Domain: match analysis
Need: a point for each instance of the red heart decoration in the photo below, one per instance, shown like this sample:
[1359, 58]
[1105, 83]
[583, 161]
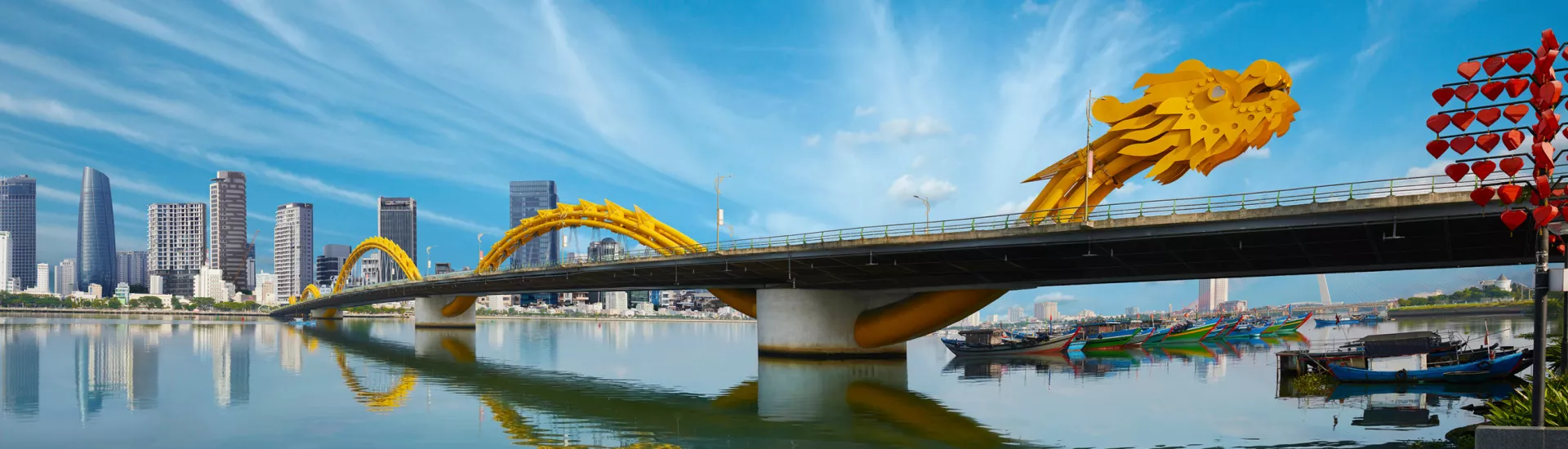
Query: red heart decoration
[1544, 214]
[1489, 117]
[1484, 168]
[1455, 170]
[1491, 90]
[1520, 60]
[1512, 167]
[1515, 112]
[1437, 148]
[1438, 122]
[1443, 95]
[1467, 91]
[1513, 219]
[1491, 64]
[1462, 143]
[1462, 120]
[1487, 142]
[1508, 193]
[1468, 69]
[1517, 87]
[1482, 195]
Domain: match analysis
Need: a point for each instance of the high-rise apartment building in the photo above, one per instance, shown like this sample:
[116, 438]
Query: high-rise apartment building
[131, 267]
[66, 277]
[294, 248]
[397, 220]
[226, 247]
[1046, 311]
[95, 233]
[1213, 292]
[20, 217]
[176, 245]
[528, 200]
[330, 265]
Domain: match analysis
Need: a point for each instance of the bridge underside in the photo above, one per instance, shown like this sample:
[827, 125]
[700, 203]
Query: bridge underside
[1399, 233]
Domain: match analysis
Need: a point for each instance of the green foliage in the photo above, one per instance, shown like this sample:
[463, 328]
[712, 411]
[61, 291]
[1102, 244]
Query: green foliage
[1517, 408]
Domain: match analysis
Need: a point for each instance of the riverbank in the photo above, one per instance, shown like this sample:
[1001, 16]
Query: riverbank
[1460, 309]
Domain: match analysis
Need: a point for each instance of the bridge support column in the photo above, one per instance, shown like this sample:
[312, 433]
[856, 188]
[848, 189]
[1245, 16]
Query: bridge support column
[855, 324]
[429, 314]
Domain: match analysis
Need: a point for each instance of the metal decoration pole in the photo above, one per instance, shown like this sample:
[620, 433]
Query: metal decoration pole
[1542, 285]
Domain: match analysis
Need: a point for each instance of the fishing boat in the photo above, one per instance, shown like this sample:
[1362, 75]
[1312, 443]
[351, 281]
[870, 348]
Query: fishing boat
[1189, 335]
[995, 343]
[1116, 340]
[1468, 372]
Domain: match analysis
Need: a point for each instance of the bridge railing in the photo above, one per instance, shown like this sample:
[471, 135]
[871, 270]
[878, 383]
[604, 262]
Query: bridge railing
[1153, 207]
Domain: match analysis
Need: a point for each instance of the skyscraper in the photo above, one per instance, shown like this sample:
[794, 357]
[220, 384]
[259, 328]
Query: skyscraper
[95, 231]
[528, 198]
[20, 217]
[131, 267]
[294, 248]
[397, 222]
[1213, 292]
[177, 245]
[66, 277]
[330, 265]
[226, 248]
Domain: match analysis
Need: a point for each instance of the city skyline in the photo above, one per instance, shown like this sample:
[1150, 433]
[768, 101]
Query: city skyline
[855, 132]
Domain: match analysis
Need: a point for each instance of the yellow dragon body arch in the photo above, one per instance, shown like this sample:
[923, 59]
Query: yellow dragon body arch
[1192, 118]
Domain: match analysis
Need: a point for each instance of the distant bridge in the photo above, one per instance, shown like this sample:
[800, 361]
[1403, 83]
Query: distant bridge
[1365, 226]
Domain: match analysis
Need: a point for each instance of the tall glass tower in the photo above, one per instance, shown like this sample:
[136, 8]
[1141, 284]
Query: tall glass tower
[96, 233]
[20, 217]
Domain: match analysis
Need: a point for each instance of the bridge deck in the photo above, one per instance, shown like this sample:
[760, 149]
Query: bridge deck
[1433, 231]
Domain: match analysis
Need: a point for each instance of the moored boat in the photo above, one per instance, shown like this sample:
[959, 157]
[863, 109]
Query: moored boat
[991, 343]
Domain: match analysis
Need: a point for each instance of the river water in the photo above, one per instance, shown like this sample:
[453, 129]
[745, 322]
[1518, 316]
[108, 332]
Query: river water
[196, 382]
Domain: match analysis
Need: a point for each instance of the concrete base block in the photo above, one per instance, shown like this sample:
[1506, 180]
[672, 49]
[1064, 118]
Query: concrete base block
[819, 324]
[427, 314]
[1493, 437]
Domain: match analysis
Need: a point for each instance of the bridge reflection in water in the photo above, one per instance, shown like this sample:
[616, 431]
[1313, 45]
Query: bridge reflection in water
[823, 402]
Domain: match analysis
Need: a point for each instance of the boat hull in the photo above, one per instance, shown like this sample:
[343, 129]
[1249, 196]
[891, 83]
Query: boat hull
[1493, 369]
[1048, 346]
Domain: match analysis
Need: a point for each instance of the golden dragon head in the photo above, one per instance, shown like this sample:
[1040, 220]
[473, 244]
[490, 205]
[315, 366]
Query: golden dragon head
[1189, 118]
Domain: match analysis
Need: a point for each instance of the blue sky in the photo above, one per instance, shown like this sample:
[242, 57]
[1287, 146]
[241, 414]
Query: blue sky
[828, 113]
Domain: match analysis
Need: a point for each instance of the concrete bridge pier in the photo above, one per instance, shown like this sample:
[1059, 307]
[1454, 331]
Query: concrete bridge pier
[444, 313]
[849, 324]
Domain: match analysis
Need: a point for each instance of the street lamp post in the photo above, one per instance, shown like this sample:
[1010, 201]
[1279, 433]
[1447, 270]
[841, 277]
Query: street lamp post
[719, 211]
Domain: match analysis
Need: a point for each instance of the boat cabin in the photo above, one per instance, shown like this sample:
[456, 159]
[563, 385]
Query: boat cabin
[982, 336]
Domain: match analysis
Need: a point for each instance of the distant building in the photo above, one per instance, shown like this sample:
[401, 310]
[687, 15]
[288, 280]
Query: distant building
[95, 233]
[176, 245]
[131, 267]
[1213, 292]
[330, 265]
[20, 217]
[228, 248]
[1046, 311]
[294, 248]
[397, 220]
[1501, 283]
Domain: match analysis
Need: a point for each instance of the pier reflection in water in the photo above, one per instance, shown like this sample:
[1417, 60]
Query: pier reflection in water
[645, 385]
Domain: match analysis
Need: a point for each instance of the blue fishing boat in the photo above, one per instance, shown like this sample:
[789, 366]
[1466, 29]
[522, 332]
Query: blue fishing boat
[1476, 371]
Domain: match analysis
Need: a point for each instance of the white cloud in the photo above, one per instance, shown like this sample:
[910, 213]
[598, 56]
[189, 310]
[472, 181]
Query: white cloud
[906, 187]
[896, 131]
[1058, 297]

----

→ **TASK TO COMPLETE**
Give back the material word for word and drop the pictures it holds.

→ **YOUR SOLUTION**
Domain: match analysis
Need: a point for each instance of the red heart decoration in the photo below, one per instance, shown like this sample:
[1359, 58]
[1105, 83]
[583, 161]
Query: red heart decoration
[1544, 214]
[1489, 117]
[1484, 168]
[1455, 170]
[1491, 90]
[1520, 60]
[1512, 167]
[1515, 112]
[1437, 148]
[1438, 122]
[1443, 95]
[1467, 91]
[1513, 219]
[1491, 64]
[1462, 143]
[1462, 120]
[1487, 142]
[1508, 193]
[1468, 69]
[1517, 87]
[1482, 195]
Domain: match analysis
Need: a point for each instance of the high-rise apartment building in the photo above, one per instance, shown like this sample:
[116, 438]
Query: high-rise apartment building
[131, 267]
[66, 277]
[294, 248]
[397, 220]
[226, 247]
[1046, 311]
[95, 233]
[1213, 292]
[20, 217]
[176, 245]
[528, 200]
[330, 265]
Domain: match analysis
Need: a point for each instance of the bridge underside in the photo above, one per instance, shown like this sample:
[827, 125]
[700, 203]
Query: bridge underside
[1399, 233]
Domain: match analysis
Need: a point for each instance of the green foliage in the photo above, one per instance, shown like this sample:
[463, 328]
[712, 411]
[61, 291]
[1102, 244]
Query: green foliage
[1517, 408]
Domain: match analysis
Need: a point for each instance of the riverbank in the photo above, one per instance, shown like this sample:
[1001, 16]
Query: riverbank
[1460, 309]
Domain: match analysis
Need: a point for each instance of the bridge support column in the photo above, one per instance, shown like this sample:
[312, 433]
[856, 188]
[848, 189]
[1245, 16]
Query: bridge support column
[855, 324]
[429, 314]
Domain: match analysis
Need: a point for each instance of the metal decoration pole in the photo above, one per instance, shown like this sample:
[620, 433]
Query: metal decoration pole
[1542, 285]
Domain: match analysis
Need: a point for each instance of the fishing boat in the photo above, one per instance, shown like this sample:
[1362, 75]
[1312, 443]
[351, 281]
[870, 348]
Query: fishing boat
[1189, 335]
[995, 343]
[1116, 340]
[1468, 372]
Domain: match analysis
Need: a point for each instance of the bridge railing in the photo above, one per instance, shown like this sample:
[471, 135]
[871, 270]
[878, 383]
[604, 262]
Query: bridge railing
[1153, 207]
Domain: match analysis
Need: a point for each instance of the skyscraper in the photo above, one per instance, shown like this sample:
[794, 357]
[220, 384]
[259, 328]
Query: skyscraper
[95, 231]
[528, 198]
[20, 217]
[131, 267]
[294, 248]
[397, 222]
[1213, 292]
[177, 245]
[66, 277]
[330, 265]
[226, 248]
Domain: match analysis
Need: a point for each instance of the city skyline in the photo above, one per instance, shown like this sample:
[1150, 433]
[768, 101]
Query: city skyline
[855, 132]
Domain: match analysis
Need: a point for each instance of the yellow dragon body arch in the photo above, one per instance, shown like this sample:
[923, 59]
Query: yellow dragon body arch
[1192, 118]
Domain: match analysis
Need: a point for each instance of the distant bridge in the photo above, one per instance, shown like this sample:
[800, 361]
[1403, 83]
Query: distant bridge
[1365, 226]
Domain: match analysis
Need: a point for each instance of the tall glass tower in the photo above, one per instance, shown like this sample:
[136, 8]
[1141, 284]
Query: tall glass tower
[96, 233]
[20, 217]
Domain: match analysis
Need: a point for each instance of the bridge deck in the photo above, one per instance, shown like this sample:
[760, 149]
Query: bridge deck
[1433, 231]
Domain: match analysis
Need: a point for each instance of the moored boat in the photo above, one per instance, shown like this sample:
[959, 157]
[863, 109]
Query: moored boat
[991, 343]
Domain: match analysis
Need: a point for each instance of the river water in the photo above, one per instance, shown like this sample:
[453, 129]
[745, 322]
[1518, 316]
[108, 332]
Query: river water
[196, 382]
Domain: match analysis
Need: a point for each instance of the concrete base block in the photo above, one per instance, shown like this sample:
[1506, 180]
[672, 49]
[1064, 118]
Query: concrete base block
[819, 324]
[427, 314]
[1493, 437]
Domain: match analysis
Need: a point for each instance of the bridge reflection in water in the photo above, one per instance, shown like this sample:
[616, 431]
[1313, 45]
Query: bridge reflection in water
[823, 402]
Domain: match analysis
Need: a point for each instance of the boat hull in the photo above, one per instance, shown like this sample:
[343, 129]
[1249, 196]
[891, 83]
Query: boat hull
[1493, 369]
[1048, 346]
Domain: match analysis
Need: a point for each instance of the golden dragon head in the photo above, one per instance, shown like this sample:
[1040, 220]
[473, 244]
[490, 205]
[315, 366]
Query: golden dragon head
[1189, 118]
Domain: match analysis
Need: a point for each instance of the blue sky in the photo above, one per instance, shown like this sample:
[242, 57]
[1287, 146]
[241, 414]
Query: blue sky
[828, 113]
Domain: match analysis
Need: a point for each instance of the concrete bridge pier in the photo above, one per instance, shown like this sample:
[1059, 307]
[1454, 331]
Query: concrete bridge pier
[444, 313]
[849, 324]
Domain: match analysis
Need: a point for each instance of the street lamp post in the photo above, one per instance, shown like this sample:
[1010, 201]
[1279, 433]
[1447, 270]
[841, 277]
Query: street lamp post
[719, 211]
Domain: match analysis
Need: a point for each instance of the boat cabin in the photo above, one per instance, shown like this sample:
[456, 159]
[563, 385]
Query: boat cabin
[982, 336]
Domain: match analysis
Need: a point for each instance of the distant building in the photo above, one per instance, shown like this sample:
[401, 310]
[687, 15]
[288, 280]
Query: distant building
[95, 233]
[176, 245]
[131, 267]
[1213, 292]
[330, 265]
[20, 217]
[228, 248]
[1046, 311]
[294, 248]
[397, 220]
[1501, 283]
Domain: match analysis
Need: a point for each instance of the pier reflection in water in the photo above, one per instance, shown like this sample:
[1417, 60]
Query: pier reflection in water
[645, 385]
Domain: match analysis
Need: a point for each instance of the blue fishing boat in the photo above, one per instance, shown like this sample:
[789, 366]
[1466, 29]
[522, 332]
Query: blue fishing boat
[1476, 371]
Domain: match analysis
Need: a point for each instance of the white cloud in the photo above, one per instance, shown like this sample:
[910, 213]
[598, 56]
[189, 310]
[472, 181]
Query: white cloud
[906, 187]
[896, 131]
[1058, 297]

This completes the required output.